Избранный фрагмент »
--*--
Поиск

Последний первый секретарь Омского обкома КПСС Иван Назаров рассказал обозревателю РИА «Омск-информ» неизвестные подробности событий 19 – 22 августа 1991 года.

В эти дни отмечается 25-я годовщина исторических событий, известных как «августовский путч» – неудачной попытки группы высших руководителей СССР сместить президента Михаила Горбачева, чтобы сохранить Союз. 

У нас в Омске воспоминаниями об этих событиях, как правило, делятся противники ГКЧП. Но интересно послушать и другую сторону – тех, кто находился в эти дни в главных обкомовских кабинетах. И вот, пожалуй, первое интервью на эту тему дал последний первый секретарь Омского обкома КПСС Иван Назаров, возглавлявший Омскую партийную организацию с декабря 1990-го по август 1991 года.

– Иван Александрович, насколько неожиданным для вас было создание ГКЧП и введение чрезвычайного положения?

– Введение чрезвычайного положения было предсказуемо. По моей тогдашней информации, «компетентные органы» по поручению Горбачева заблаговременно готовили несколько планов введения ЧП. Первый вариант предполагал чрезвычайное положение только в Москве, второй – также и в крупных промышленных центрах СССР, третий – введение ЧП на всей территории страны. Но Горбачев сбежал в Форос, желая чужими руками навести порядок в стране, будто бы он был ни при чем. 

Незадолго до тех событий я разговаривал в Москве с секретарем ЦК КПСС Олегом Семеновичем Шениным, одним из немногих, кто вел себя в этой ситуации достойно. Когда мы говорили о том, что страна теряет управляемость и катится в пропасть, он дал намек, «успокоил» меня – «не волнуйся, все будет нормально». Потом, как я узнал, он такими же словами успокаивал Горбачева, провожая его на отдых в Форос.

– Какие шаги предприняло руководство Омского обкома 19 августа и в последующие дни?

– Утром 19 августа я позвонил в ЦК КПСС «куратору» нашего региона и спросил, что делать партийным органам на местах? Ответ был: «Не вмешивайтесь, введение ЧП – сфера ответственности не партии, а силовиков. Проводите разъяснительную работу». А я по своей наивности созвал совещание первых секретарей райкомов. Мне приказали отменить совещание. Но ведь мобильной связи тогда не было, тем секретарям, что не успели выехать, дали «отбой», а часть приехала. Я оказался в некрасивой ситуации – и отправить их по домам, и рассказать всю правду – нельзя, а говорить в такой ситуации особенно не о чем. И в других регионах было примерно так же.

Через годы я беседовал на эту тему с маршалом Дмитрием Тимофеевичем Язовым. Он тоже говорил: «Я попал тогда в дурацкое положение – делай то, не зная что». По словам Язова, все мероприятия, предписанные ГКЧП, Министерство обороны выполнило. Поражение ГКЧП он связывает с тем, что оперативные планы не выполнили другие силовики, имея в виду прежде всего структуры КГБ.
--*--
(Несколько позиций)

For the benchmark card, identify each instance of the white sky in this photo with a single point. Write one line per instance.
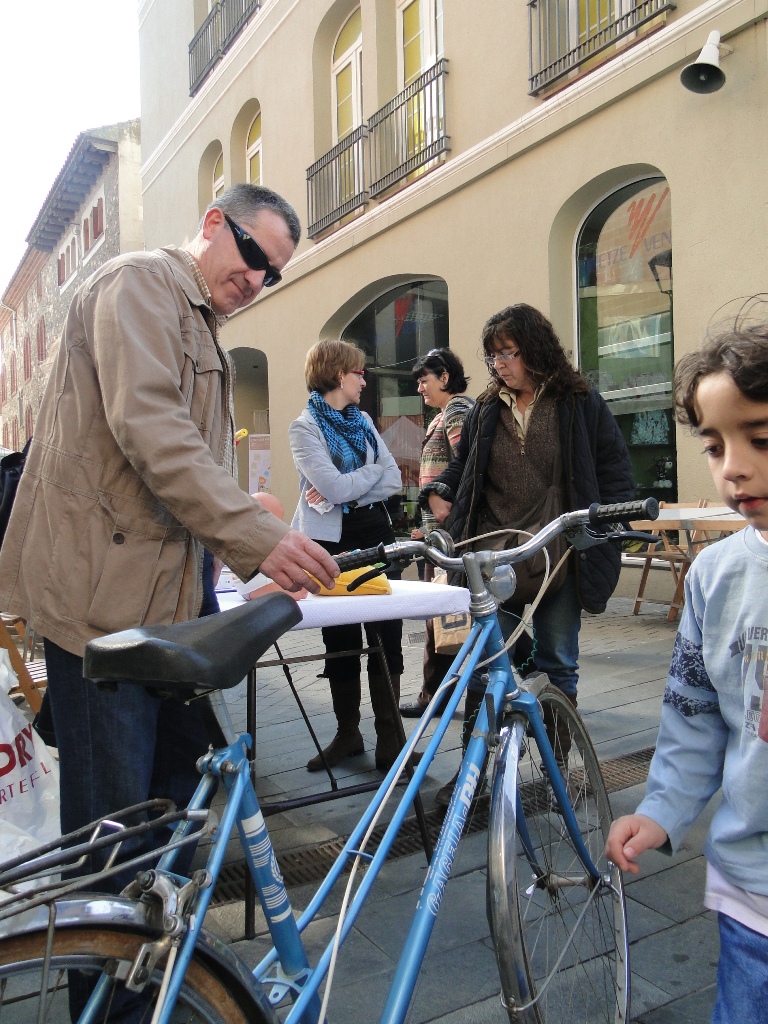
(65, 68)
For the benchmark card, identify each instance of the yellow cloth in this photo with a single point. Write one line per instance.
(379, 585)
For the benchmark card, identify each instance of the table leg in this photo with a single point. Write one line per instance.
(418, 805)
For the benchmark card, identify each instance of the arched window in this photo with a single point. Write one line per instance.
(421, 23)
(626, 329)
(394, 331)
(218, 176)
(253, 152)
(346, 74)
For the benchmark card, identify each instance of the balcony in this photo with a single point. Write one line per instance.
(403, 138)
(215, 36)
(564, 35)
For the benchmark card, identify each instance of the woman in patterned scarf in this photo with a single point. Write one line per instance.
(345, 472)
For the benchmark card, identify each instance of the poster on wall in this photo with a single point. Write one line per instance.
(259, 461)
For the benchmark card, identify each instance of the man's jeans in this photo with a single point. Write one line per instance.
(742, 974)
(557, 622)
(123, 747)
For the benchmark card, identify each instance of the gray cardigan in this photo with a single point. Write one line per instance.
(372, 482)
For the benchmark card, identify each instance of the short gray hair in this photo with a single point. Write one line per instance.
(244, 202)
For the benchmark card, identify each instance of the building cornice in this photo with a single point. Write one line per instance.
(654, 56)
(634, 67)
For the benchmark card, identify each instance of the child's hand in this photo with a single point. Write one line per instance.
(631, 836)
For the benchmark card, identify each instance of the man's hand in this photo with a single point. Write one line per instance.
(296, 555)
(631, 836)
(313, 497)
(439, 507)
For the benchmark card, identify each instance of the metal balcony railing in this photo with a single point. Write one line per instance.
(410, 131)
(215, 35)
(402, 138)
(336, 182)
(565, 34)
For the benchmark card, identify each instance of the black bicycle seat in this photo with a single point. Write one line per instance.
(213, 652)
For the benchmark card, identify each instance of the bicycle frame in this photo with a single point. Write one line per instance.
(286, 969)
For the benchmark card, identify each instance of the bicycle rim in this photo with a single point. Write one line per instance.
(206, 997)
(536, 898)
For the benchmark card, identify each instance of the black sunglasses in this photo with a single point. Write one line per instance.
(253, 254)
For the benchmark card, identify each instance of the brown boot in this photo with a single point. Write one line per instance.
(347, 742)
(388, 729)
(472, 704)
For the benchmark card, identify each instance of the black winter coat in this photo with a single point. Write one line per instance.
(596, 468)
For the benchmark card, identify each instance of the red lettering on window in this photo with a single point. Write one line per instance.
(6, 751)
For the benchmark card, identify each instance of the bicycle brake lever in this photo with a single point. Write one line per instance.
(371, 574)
--*--
Задания »
1 – Ответьте на вопросы по интервью об августовском путче:
(a) С какого и по какой месяц Иван Назаров возглавлял Омскую партийную организацию?
(b) Что предполагал третий вариант плана введения ЧП?
(c) С чьим невыполнением оперативных планов Язов связывает поражение ГКЧП?
2 – Согласуются ли эти утверждения с интервью об августовском путче?
(a) Все первые секретари райкомов, приглашенные на совещание, получили отбой и не приехали.
(b) Куратор региона из ЦК КПСС велел партийным органам на местах не вмешиваться.
(c) Назаров беседовал с Язовым в августе 1991 года.
3 – Подхватите интервью об августовском путче и продолжите его после последнего приведенного предложения.
Эти позиции для работы не понадобятся.

Ответы »
1 –
(a) С декабря 1990 года по август 1991 года.
(b) Введение ЧП на всей территории страны.
(c) С невыполнением планов другими силовиками, прежде всего структурами КГБ.

2 –
(a) Нет: «тем секретарям, что не успели выехать, дали «отбой», а часть приехала».
(b) Да: «Не вмешивайтесь, введение ЧП – сфера ответственности не партии, а силовиков».
(c) Нет: «Через годы я беседовал на эту тему с маршалом Дмитрием Тимофеевичем Язовым».

3 –
К слову, на следующий день за мной было установлено наружное наблюдение, и мне сказали, что и телефоны прослушиваются. Местные же не могли сделать это по собственной инициативе, был приказ из Москвы.

– Как вели себя в эти дни другие высшие омские руководители, военные?

– Полежаев, конечно, чиновник изощренный. В первый день, 19 августа, он предложил встретиться на нейтральной территории – в кабинете тогдашнего председателя Омского горсовета Варнавского. Была видна робость Леонида Константиновича, который не знал, как поступать в такой ситуации. Потом, конечно, когда ГКЧП проиграл, он почувствовал себя «на коне» и сделал все, чтобы сохранить свой пост. Владимир Алексеевич Варнавский в те дни занял нейтральную позицию. Наверное, он был прав – резкие движения могли привести к чему угодно.

Ко мне пришел и один из главных военных чинов в гарнизоне – не буду называть его фамилию, тем более что он уже умер. Он прямо спросил: «Какие будут указания?». Я сказал, что у него есть свое военное командование, пусть выполняет их приказы. У военных, как он мне сказал, были свои оперативные планы действий на случай ЧП, но команды вводить их в действие так и не поступило.

– Правда ли, что в дни 19 – 21 августа, для того чтобы успокоить население, было принято решение «выбросить» в продажу дефицит – колбасу, спиртные напитки?

– Нет, такого решения точно не было. У нас своих запасов практически не было, ведь Омская область централизованно поставляла продовольствие по 52 адресам в СССР. Были стратегические резервы, хранящиеся на комбинате в Старом Кировске, но трогать их без разрешения из Москвы мы не имели права.

– Как вели себя в Омске противники ГКЧП, вели ли вы с ними переговоры?

– Могу сказать, в первые дни никто с ГКЧП не боролся. Трусливая это была публика, да и у многих из них в голове мякина вместо мозгов. Все ждали развязки, понимая, что если процесс развала СССР будет остановлен, то кому-то надо будет ответить. Но когда стало понятно, что введение ЧП «не пошло», что вместо него какая-то клоунада, тогда многие осмелели и стали «бороться».

– А когда у вас сложилось мнение, что вместо «путча» идет «клоунада»?

–  Где-то в течение 19 августа, после очередного звонка в Москву.  Я спросил, где Горбачев? Мне сказали: «Уехал в отпуск». А ведь тогда в партии был такой порядок – все заблаговременно знали, когда какой руководитель уходит в отпуск и кто его будет замещать. Я говорю: «А что так неожиданно?». В ответ раздалось ехидное хихиканье: «Заболел, радикулитом». Что же мешало ему с радикулитом руководить страной из Фороса по телефону?

– Иван Александрович, общались ли вы с Горбачевым, и каково ваше мнение об этой фигуре и других людях из высшего партийного руководства того времени?

– Мнение самое отрицательное. В последнее время своего нахождения у власти он вообще в партии никакого авторитета не имел. Трагедия для страны, что так много случайных людей попало в руководство – Горбачев, Ельцин, Лукьянов, Строев. И партия уже была не в состоянии оздоровить кадровый состав.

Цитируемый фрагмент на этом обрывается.